**WHAT YOU HAVE TO DO:**
All lines from the one containing "positive clicks: (234, 396)" through the final line of the listing below are to be retyped exactly; nothing else goes in the result.

**DATASET:**
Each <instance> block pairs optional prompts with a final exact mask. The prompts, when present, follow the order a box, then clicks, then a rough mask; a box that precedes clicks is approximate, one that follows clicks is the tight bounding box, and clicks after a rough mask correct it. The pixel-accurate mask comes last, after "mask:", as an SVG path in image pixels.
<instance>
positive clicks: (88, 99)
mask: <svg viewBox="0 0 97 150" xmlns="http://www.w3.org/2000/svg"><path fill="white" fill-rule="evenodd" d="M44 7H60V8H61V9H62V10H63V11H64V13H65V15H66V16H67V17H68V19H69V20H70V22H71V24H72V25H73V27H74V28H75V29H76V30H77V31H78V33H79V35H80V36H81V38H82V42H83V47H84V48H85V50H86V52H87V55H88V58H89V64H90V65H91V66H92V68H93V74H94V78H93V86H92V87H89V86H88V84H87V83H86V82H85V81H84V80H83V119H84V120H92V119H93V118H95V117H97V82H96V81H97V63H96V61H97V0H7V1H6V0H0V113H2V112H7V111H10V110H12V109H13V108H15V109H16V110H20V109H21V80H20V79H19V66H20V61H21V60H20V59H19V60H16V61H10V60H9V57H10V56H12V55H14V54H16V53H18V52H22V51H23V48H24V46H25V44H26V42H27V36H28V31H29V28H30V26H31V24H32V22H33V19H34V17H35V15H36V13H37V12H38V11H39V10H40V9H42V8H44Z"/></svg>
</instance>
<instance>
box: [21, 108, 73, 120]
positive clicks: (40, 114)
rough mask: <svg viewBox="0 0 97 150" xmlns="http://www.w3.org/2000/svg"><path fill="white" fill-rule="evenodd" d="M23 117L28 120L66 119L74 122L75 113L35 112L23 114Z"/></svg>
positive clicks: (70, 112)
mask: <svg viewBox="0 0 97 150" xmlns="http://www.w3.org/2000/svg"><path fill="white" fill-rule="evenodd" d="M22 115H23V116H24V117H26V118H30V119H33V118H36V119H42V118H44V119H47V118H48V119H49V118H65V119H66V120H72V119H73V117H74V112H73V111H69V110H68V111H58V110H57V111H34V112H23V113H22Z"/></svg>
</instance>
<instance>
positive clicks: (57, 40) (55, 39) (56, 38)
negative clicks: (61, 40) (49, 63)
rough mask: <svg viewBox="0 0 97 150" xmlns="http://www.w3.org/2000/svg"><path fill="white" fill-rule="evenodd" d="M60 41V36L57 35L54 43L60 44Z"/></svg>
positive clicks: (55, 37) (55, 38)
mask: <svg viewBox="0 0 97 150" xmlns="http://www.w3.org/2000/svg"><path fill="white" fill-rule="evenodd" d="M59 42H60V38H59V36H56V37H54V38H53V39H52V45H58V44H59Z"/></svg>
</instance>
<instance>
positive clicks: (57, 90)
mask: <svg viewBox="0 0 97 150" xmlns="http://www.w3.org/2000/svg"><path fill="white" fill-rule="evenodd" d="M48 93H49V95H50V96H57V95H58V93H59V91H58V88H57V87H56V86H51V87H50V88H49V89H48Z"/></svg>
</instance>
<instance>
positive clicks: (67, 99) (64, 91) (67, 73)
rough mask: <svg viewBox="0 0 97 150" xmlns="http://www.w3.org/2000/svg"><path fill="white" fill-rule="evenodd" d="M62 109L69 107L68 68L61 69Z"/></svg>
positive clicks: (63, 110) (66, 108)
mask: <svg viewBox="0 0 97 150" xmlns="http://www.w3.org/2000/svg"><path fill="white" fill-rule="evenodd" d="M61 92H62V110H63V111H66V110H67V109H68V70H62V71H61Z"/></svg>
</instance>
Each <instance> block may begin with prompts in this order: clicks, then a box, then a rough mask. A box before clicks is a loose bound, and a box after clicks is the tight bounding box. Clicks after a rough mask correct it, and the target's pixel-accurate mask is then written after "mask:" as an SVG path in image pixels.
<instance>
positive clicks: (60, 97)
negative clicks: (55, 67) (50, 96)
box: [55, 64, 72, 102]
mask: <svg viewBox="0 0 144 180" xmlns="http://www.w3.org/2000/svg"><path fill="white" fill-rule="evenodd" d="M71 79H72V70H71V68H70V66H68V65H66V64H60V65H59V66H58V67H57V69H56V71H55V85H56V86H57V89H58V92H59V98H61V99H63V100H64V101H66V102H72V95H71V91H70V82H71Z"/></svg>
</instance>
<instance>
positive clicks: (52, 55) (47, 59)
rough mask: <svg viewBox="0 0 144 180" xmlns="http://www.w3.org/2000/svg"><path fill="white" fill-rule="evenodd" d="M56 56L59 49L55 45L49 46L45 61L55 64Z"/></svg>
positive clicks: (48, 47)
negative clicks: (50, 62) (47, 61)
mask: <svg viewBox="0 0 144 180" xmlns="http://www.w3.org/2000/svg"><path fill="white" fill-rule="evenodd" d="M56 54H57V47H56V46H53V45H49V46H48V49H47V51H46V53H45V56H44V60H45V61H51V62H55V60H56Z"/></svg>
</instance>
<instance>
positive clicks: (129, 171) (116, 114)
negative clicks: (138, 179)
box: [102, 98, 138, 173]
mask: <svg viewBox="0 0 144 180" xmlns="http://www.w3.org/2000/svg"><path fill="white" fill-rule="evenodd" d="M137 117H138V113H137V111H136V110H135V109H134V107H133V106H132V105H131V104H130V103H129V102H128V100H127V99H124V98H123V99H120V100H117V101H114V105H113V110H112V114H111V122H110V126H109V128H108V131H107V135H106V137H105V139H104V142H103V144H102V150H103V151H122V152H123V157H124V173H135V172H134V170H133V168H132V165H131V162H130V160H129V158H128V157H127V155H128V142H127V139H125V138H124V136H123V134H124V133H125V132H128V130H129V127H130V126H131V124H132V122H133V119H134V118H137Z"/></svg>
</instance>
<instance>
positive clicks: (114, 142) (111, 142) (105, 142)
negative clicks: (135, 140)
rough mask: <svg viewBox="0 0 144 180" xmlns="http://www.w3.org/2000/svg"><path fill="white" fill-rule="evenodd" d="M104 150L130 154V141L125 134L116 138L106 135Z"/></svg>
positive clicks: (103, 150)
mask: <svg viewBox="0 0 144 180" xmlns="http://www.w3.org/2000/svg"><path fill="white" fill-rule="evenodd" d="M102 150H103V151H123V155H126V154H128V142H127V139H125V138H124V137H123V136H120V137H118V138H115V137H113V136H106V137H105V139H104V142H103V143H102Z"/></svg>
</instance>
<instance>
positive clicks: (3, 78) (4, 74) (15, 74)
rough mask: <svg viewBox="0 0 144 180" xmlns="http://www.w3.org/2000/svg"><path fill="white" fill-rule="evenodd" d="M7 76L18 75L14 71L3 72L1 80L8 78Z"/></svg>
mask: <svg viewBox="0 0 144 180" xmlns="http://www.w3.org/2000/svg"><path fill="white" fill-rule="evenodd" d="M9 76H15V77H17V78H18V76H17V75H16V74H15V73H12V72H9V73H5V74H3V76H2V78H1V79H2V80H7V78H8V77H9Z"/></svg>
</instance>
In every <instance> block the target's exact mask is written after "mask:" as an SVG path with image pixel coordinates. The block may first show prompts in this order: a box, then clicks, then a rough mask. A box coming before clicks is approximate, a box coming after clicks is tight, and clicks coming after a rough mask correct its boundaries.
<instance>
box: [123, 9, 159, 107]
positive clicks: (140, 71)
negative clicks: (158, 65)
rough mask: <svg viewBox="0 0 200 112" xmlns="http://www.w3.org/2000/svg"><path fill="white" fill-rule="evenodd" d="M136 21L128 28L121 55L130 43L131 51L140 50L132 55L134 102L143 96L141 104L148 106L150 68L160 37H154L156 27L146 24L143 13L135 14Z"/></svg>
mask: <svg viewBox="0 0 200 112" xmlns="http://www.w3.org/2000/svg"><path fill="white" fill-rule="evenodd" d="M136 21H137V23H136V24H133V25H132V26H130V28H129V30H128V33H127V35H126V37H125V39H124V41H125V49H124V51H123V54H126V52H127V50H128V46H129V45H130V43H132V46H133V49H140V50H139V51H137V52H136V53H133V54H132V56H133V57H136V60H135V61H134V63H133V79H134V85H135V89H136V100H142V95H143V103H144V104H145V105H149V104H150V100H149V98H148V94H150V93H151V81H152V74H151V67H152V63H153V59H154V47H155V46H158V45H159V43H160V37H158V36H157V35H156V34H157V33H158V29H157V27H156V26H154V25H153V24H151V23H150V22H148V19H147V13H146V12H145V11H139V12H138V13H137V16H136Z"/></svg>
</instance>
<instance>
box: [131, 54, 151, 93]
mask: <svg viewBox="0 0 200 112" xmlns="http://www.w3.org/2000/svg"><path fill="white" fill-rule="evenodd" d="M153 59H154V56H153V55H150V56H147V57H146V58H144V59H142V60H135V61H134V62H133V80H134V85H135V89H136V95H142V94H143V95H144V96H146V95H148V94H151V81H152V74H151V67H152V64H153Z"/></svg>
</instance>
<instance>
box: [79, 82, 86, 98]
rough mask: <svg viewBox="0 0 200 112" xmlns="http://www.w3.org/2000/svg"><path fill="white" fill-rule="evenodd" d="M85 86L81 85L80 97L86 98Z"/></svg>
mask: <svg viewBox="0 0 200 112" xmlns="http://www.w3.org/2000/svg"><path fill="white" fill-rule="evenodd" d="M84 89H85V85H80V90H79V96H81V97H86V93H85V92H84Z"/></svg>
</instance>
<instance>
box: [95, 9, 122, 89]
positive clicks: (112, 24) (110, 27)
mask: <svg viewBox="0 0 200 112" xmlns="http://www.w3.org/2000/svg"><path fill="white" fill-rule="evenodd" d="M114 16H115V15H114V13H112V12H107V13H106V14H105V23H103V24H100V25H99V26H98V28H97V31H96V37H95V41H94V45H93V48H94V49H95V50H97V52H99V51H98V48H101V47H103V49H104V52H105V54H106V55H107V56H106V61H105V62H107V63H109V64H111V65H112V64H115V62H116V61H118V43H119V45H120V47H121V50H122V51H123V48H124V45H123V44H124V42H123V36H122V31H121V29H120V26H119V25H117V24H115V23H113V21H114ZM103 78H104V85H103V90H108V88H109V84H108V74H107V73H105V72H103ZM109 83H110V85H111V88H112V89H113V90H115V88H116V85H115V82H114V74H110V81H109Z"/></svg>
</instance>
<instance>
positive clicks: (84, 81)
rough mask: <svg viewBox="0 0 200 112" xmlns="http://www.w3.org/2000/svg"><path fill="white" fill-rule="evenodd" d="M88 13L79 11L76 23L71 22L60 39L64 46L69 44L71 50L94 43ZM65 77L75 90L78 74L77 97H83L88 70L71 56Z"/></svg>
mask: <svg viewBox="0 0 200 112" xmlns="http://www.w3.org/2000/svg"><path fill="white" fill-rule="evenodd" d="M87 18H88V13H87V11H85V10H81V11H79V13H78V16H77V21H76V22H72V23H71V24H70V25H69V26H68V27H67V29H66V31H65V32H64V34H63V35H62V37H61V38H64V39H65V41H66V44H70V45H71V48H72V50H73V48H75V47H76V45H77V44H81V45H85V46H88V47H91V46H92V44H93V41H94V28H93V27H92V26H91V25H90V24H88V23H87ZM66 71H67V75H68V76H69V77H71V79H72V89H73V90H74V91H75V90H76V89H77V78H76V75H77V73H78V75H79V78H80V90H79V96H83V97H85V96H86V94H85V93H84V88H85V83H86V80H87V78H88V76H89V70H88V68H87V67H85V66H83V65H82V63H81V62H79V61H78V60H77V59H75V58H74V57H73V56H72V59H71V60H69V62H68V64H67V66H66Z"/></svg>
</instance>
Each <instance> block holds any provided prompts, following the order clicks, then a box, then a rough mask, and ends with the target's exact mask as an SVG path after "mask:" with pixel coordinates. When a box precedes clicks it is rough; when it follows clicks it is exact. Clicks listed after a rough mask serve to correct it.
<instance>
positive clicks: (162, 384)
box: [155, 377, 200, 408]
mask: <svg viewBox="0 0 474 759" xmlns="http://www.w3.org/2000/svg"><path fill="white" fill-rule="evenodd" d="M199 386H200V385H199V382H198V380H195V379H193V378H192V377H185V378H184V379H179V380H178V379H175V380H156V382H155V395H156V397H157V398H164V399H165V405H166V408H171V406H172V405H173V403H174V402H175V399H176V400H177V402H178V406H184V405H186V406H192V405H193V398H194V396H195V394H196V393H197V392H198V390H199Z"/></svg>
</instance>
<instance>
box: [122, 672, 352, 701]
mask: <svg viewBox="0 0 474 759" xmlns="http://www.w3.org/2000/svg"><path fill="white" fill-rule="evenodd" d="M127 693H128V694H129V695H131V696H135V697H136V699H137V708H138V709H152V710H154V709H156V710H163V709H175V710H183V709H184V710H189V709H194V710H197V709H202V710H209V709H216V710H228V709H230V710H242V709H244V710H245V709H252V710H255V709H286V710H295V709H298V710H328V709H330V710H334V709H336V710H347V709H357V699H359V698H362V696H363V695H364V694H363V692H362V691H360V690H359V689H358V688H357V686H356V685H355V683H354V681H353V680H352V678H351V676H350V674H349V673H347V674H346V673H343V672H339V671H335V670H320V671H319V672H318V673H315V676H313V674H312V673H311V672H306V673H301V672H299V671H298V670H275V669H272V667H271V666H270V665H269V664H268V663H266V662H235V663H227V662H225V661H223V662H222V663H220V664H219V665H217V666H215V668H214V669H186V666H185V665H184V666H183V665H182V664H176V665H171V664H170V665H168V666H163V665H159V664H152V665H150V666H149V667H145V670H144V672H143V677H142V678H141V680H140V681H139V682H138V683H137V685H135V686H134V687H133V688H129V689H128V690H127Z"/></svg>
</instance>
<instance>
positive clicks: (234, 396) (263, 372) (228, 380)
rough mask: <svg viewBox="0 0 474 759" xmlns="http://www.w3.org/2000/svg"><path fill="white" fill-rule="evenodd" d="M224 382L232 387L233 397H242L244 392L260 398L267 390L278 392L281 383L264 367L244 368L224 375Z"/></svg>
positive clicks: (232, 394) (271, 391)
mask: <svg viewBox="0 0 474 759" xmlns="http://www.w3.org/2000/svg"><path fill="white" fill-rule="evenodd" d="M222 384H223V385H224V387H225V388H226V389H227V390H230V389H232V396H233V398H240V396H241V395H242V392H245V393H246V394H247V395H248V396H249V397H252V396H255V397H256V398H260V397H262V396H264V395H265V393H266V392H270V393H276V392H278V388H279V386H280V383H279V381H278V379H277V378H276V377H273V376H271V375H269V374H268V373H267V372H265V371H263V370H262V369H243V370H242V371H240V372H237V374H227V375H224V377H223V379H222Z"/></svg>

**TASK OUTPUT:**
positive clicks: (234, 396) (263, 372) (228, 380)
rough mask: <svg viewBox="0 0 474 759" xmlns="http://www.w3.org/2000/svg"><path fill="white" fill-rule="evenodd" d="M224 382L232 387L233 397H242L244 392L260 398L267 390L278 392L281 383L264 367L244 368L224 375Z"/></svg>
positive clicks: (232, 394) (271, 391)
mask: <svg viewBox="0 0 474 759" xmlns="http://www.w3.org/2000/svg"><path fill="white" fill-rule="evenodd" d="M222 384H223V385H224V387H225V388H226V389H227V390H230V389H232V396H233V398H240V396H241V395H242V392H245V393H246V394H247V395H248V396H249V397H252V396H255V397H256V398H260V397H262V396H264V395H265V393H266V392H270V393H276V392H278V388H279V386H280V383H279V381H278V379H277V378H276V377H273V376H271V375H269V374H268V373H267V372H265V371H263V370H262V369H243V370H242V371H240V372H237V374H227V375H224V377H223V379H222Z"/></svg>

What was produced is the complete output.